Written exercise:
Answer these questions from the forum thread on template code bloat below:
(a) Which compiler feature does the writer say went through the same change some 10+ years ago?
(b) What does the proposed refinement merge?
(c) What should be done before any merging takes place?

Text segment:
★ ★ ★

A modest proposal: eliminate template code bloat

Sun Apr 8 11:49:43 PDT 2012

On 08.04.2012 21:24, H. S. Teoh wrote:
>
> Yeah, that's what I was thinking of. This would be a very big gain for
> the new AA implementation, for example. I wouldn't have to worry so much
> about template bloat if most of the instantiations are going to get
> merged anyway. :-)
>

Right the advantage is that one doesn't have to use tricks. One can
simply assume the compiler is doing it's job. That's what happened with 
inlining some 10+ years ago.

>
> [...]
>>> Not really... string pooling can take advantage of overlapping
>>> (sub)strings, but I don't think you can do that with code. But I
>>> think your idea has a lot of merit. I'm for making linkers smarter
>>> than they currently are.
>>>
>>
>> Sorry, it's just me running ahead of train somewhat. Basically once
>> this initial version is in place I have one cool refinement for it in
>> mind. For now we just need to keep the hash function transitive and
>> associative for the gods sake. 128/64bit checksum please ;)
> [...]
>
> And what would the cool refinement be? :-)
>
>
OK, you sort of forced my hand.
I hope you have been warned about spoilers before ;)

The refinement is merging prefixes and suffixes of course.
And for that one needs to calculate hashes for all of prefixes and all 
of suffixes. I will define _all_ later on.

First observation is that if you calculated partial checksums for 
prefixes you have sums for all suffixes and vise-versa.
Namely:
//prefix ends on i, suffix start on i
sum_prefix[i] = total - sum_suffix[i];

that is derived from the fact that:
total = sum_prefix[i] + sum_suffix[i];
(taking into account the properties of +/- in the finite field)

Now take the original idea, substitute checksum with an array of partial 
sums and lengths (btw lengths follow the same rule of prefix<->suffix) 
and you know what this refinement all about.

In fact this all was easy, the trick is fitting this into the time frame 
of compilation.

To that end one should do full duplicate elimination first then mess 
with merging.

★ ★ ★

Given data:
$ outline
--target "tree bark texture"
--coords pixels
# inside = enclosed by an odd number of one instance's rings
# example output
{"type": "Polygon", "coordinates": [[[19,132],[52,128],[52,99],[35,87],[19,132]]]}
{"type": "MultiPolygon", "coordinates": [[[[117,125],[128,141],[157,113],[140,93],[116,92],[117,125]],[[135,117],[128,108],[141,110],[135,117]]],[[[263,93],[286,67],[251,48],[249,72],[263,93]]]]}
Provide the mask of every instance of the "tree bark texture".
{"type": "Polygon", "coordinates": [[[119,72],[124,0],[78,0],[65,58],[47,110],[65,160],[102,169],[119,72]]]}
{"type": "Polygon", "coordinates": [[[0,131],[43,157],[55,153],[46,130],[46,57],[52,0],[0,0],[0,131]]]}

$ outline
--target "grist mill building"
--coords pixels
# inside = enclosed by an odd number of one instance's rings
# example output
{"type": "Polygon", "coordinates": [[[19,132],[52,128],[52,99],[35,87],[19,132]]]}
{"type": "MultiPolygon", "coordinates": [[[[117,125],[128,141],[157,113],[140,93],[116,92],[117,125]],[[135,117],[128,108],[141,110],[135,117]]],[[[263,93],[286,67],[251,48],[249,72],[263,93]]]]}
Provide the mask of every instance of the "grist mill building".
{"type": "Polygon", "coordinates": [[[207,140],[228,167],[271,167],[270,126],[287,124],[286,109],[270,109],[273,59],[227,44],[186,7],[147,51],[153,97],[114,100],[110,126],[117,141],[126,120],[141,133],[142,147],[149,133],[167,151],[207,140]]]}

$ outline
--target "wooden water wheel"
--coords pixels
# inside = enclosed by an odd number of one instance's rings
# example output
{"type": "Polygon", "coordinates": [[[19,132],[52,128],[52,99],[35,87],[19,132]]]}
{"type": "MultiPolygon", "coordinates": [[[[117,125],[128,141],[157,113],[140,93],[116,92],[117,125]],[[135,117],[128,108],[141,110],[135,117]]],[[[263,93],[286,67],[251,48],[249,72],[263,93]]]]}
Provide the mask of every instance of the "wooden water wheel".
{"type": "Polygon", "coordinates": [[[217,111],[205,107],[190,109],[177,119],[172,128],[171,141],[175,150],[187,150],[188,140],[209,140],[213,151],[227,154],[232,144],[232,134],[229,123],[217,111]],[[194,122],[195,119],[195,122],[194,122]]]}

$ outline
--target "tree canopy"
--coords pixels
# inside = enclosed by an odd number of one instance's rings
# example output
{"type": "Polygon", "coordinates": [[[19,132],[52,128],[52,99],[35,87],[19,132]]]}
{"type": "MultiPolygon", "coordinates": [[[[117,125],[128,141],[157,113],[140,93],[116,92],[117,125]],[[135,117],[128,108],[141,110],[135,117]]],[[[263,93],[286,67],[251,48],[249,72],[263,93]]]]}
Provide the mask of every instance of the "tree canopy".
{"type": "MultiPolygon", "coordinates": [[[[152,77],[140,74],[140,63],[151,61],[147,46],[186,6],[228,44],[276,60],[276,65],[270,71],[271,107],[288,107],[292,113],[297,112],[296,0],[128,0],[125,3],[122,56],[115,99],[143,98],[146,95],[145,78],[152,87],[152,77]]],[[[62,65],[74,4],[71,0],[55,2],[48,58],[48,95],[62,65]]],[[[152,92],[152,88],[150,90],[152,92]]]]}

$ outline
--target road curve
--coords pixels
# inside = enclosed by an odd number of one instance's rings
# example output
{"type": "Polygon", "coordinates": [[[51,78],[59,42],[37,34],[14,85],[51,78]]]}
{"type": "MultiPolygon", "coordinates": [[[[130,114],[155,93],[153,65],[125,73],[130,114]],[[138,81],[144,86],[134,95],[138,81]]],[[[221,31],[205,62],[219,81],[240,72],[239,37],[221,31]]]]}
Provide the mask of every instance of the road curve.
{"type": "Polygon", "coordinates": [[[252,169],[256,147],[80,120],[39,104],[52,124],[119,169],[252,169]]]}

★ ★ ★

Reply:
(a) Inlining went through the same change.
(b) The refinement merges prefixes and suffixes.
(c) Full duplicate elimination should be done first.